**Stated goal:**
Nothing but the lines from the one with "Where can you spot the chair seat?" to the final line should be returned, each exactly as it appears.

**Location identification items:**
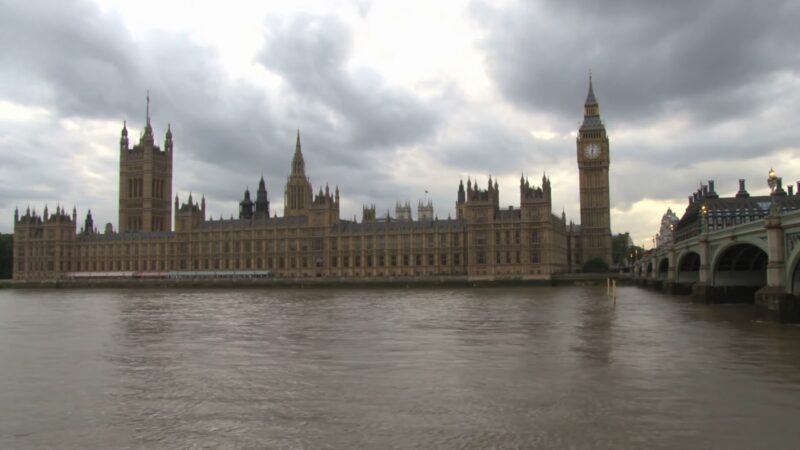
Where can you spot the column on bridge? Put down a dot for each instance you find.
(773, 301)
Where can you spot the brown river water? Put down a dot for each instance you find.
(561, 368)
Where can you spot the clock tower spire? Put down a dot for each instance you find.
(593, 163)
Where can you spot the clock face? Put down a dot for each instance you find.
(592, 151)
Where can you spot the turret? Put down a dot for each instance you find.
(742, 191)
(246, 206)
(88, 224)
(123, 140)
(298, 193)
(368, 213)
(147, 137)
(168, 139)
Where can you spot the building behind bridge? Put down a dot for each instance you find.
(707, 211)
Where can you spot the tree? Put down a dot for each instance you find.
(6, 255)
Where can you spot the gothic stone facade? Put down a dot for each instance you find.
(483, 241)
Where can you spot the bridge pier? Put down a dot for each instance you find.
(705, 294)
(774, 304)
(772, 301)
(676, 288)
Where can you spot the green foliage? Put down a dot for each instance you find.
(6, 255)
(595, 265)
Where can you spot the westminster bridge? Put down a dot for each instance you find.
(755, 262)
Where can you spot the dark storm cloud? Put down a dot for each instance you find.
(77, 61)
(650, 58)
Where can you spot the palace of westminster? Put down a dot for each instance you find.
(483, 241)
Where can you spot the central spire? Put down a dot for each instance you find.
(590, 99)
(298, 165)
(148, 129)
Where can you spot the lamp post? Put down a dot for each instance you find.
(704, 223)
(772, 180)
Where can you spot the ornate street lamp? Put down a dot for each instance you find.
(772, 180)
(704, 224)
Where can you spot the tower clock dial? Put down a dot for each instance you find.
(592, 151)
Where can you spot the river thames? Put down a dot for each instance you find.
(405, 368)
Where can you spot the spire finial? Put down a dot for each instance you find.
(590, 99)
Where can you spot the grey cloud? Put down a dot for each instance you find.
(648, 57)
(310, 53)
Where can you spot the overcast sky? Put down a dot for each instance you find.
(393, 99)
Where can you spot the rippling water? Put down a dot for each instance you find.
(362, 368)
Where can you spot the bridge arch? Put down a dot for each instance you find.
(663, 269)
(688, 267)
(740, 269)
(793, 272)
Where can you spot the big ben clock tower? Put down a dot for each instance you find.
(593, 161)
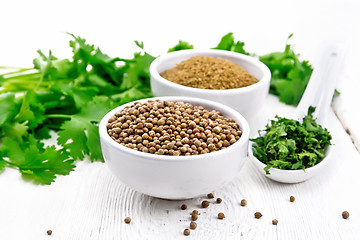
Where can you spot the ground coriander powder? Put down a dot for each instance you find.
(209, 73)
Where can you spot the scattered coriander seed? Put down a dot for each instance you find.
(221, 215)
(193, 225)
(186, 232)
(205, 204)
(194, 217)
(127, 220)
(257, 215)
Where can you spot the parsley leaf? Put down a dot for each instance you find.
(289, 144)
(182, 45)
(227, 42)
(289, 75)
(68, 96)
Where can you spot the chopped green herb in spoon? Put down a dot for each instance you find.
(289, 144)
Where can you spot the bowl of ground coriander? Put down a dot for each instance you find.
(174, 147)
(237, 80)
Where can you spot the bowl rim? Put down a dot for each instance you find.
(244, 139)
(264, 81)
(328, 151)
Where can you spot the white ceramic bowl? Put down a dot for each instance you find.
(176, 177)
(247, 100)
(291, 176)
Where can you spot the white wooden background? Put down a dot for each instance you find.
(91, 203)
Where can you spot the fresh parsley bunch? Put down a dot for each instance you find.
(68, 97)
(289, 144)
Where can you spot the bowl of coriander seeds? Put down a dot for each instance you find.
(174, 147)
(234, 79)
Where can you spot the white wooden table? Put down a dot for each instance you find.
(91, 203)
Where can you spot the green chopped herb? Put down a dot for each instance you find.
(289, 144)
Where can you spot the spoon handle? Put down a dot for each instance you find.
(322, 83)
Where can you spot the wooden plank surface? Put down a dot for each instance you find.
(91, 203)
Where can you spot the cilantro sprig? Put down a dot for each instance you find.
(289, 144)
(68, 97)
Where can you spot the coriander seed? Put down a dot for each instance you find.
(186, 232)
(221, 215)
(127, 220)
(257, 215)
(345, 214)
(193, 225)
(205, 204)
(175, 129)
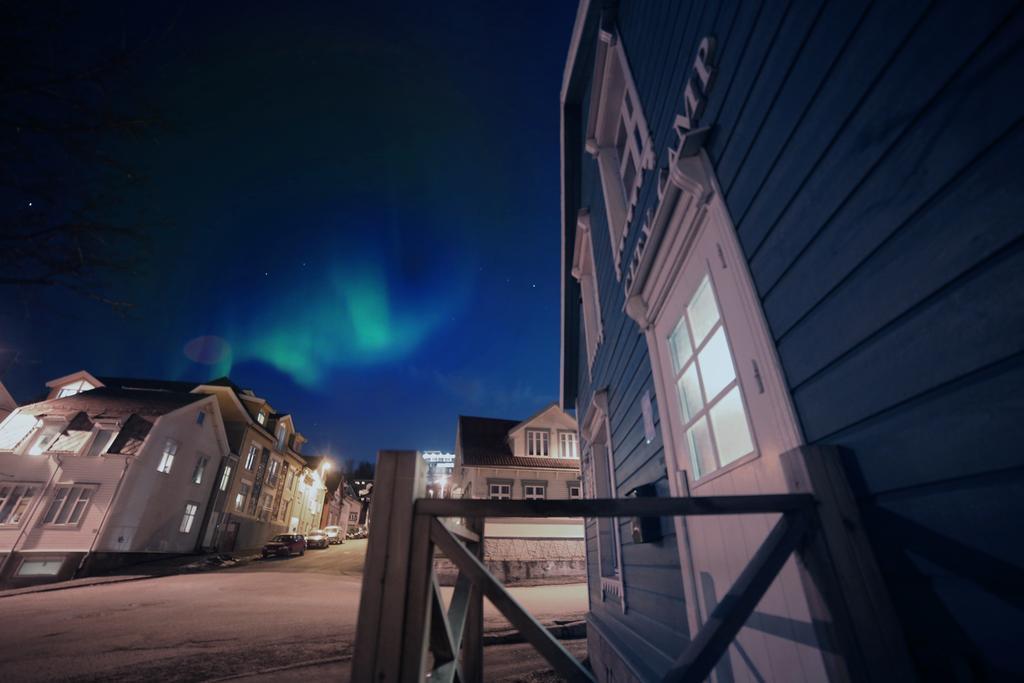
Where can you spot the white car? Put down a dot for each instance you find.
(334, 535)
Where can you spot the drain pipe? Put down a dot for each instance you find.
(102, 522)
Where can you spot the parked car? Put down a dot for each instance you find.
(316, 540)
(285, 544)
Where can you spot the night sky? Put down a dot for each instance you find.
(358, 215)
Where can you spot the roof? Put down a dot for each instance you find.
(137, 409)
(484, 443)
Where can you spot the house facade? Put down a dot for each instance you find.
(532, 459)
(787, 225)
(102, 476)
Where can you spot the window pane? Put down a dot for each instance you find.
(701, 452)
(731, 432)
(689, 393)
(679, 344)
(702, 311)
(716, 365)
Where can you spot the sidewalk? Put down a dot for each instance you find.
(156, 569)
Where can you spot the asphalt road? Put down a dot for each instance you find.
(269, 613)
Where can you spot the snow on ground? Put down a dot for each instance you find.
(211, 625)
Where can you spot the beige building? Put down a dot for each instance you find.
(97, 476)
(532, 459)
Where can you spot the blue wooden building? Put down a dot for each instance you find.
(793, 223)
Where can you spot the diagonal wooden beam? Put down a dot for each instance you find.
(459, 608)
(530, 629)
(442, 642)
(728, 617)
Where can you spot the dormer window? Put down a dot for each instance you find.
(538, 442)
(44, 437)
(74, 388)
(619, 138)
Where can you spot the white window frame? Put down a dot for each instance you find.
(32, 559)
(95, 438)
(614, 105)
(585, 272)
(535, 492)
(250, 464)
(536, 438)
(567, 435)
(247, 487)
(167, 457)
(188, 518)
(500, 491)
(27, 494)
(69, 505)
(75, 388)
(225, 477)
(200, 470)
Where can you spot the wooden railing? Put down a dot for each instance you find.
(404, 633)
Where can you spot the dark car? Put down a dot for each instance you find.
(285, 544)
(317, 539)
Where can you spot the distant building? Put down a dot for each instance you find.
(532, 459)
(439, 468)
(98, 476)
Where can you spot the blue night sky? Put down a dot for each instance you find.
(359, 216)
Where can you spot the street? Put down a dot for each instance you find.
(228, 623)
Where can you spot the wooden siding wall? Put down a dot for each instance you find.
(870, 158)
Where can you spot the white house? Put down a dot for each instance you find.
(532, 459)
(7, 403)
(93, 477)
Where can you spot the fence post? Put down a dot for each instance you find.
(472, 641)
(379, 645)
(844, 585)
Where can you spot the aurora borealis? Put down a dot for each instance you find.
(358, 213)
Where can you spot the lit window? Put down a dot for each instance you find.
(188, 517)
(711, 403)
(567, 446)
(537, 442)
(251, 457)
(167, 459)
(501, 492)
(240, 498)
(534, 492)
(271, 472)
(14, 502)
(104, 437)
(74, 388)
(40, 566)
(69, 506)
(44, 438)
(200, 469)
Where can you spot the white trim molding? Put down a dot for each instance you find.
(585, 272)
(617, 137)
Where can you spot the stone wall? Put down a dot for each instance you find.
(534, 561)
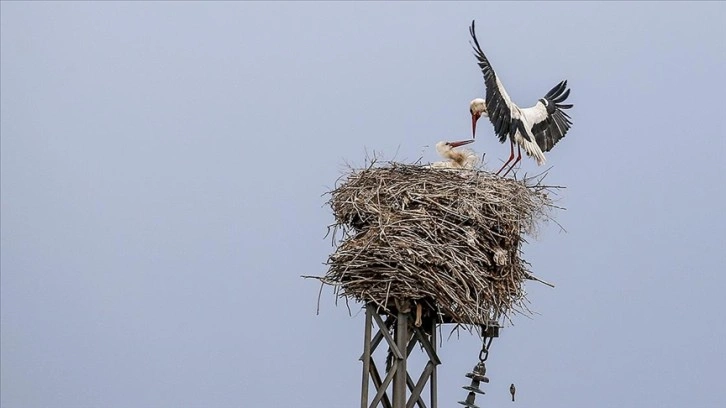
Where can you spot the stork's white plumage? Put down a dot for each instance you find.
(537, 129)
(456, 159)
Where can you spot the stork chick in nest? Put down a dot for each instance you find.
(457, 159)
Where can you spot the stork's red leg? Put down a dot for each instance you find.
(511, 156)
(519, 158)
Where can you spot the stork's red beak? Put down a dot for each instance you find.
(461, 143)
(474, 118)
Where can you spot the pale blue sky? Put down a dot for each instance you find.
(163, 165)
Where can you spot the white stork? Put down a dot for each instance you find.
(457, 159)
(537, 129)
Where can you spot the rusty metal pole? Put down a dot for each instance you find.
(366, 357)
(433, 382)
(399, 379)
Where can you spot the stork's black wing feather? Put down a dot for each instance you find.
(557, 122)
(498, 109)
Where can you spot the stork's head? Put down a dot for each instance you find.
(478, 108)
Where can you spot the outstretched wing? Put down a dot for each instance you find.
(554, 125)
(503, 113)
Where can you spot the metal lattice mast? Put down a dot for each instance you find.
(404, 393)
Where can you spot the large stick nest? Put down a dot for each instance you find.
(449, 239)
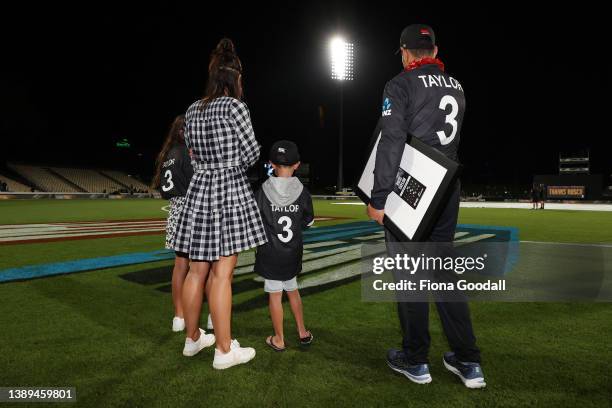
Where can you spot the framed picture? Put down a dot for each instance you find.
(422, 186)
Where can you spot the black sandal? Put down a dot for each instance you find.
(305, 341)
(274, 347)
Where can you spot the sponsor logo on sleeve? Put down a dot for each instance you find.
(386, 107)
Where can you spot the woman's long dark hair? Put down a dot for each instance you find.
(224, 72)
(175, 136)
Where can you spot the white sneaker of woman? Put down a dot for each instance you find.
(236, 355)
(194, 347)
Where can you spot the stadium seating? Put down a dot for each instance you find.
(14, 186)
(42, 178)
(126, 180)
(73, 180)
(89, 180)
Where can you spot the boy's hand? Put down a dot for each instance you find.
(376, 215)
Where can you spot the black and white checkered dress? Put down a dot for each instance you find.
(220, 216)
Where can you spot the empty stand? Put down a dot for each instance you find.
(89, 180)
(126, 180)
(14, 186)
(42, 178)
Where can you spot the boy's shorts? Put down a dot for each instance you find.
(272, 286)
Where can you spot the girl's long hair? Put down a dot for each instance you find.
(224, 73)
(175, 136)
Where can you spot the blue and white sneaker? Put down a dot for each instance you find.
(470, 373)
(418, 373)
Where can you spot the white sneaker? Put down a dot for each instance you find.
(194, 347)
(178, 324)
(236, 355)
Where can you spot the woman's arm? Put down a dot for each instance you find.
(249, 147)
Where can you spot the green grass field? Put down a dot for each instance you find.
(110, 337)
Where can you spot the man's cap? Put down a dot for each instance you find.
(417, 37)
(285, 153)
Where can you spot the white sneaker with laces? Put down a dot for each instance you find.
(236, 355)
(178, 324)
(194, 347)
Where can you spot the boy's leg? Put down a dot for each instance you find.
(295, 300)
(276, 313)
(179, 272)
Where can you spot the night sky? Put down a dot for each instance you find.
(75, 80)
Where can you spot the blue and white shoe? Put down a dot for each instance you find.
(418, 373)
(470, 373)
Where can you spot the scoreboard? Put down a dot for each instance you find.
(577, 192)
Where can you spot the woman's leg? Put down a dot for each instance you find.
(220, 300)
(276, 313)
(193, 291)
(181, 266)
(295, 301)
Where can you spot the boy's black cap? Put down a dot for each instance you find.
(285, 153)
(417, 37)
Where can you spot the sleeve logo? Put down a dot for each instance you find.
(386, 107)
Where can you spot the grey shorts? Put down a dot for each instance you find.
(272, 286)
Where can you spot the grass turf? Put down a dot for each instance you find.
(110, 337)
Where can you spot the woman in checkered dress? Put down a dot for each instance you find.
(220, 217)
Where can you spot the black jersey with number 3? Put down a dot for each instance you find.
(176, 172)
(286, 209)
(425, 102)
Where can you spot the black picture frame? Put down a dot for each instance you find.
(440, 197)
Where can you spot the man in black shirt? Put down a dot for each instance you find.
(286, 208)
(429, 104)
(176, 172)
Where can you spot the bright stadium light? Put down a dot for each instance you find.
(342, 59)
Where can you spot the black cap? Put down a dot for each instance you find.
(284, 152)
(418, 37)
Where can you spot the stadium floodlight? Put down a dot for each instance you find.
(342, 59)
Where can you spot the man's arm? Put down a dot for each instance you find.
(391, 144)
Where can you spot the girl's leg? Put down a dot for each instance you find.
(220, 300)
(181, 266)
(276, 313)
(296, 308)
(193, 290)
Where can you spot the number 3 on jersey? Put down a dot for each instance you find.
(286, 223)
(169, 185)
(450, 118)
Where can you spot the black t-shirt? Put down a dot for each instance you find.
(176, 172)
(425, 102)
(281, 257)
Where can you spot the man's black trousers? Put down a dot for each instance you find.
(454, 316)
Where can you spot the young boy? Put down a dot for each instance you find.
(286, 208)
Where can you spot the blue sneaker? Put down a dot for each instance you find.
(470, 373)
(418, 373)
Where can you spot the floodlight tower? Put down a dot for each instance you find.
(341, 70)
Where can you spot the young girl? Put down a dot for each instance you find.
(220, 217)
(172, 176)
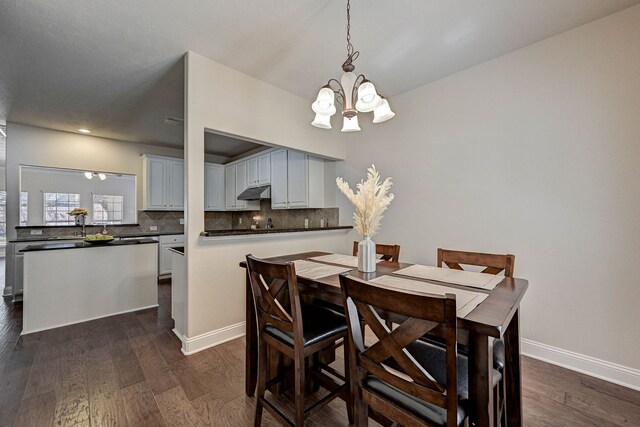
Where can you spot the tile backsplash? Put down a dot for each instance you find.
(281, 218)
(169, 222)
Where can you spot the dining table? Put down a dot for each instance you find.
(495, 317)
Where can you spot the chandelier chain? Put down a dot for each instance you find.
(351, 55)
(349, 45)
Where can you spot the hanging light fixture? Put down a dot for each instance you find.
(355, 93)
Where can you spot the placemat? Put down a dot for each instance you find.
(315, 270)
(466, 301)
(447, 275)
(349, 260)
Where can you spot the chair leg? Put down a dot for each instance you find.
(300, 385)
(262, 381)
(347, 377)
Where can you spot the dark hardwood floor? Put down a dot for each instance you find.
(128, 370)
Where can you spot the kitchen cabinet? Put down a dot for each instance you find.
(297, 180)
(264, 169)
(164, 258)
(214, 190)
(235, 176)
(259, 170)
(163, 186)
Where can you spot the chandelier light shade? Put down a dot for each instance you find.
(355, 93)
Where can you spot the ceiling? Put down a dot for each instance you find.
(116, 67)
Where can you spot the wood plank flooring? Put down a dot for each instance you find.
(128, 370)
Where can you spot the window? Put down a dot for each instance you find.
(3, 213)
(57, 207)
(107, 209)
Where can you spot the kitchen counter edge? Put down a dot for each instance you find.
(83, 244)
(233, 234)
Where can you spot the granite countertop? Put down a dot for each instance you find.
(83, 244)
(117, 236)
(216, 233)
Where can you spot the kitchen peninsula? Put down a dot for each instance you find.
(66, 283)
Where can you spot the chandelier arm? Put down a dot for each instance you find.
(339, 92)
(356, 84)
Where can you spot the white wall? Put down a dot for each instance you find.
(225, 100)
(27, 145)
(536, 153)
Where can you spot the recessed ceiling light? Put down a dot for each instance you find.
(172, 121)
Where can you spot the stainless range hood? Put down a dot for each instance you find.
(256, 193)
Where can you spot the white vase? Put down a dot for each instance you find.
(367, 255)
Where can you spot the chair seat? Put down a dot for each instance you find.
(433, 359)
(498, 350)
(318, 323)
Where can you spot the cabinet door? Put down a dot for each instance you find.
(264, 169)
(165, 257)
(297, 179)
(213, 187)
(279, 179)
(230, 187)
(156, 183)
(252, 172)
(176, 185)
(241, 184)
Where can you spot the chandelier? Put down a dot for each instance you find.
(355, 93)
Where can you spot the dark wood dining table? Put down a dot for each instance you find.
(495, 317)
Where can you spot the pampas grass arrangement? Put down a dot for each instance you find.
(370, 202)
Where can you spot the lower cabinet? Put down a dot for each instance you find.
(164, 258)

**Correct output:**
Where can you spot the chair seat? Put down a dot for each instance you find.
(433, 359)
(498, 350)
(318, 323)
Where can you spot the cabinet door? Put down a dot for each instance you find.
(264, 169)
(165, 257)
(297, 179)
(213, 187)
(279, 179)
(230, 187)
(156, 183)
(252, 172)
(176, 185)
(241, 184)
Where can you spot the chandelier? Put down a dot for each instance you find.
(355, 93)
Where can you spot the dark wood dining table? Put down a dot for each instance you find.
(495, 317)
Where can you spot the pampas grass arrangement? Put down a dot for each instance you find.
(370, 202)
Where can you spot the lower cabinet? Put down a dot for each instance you find.
(164, 258)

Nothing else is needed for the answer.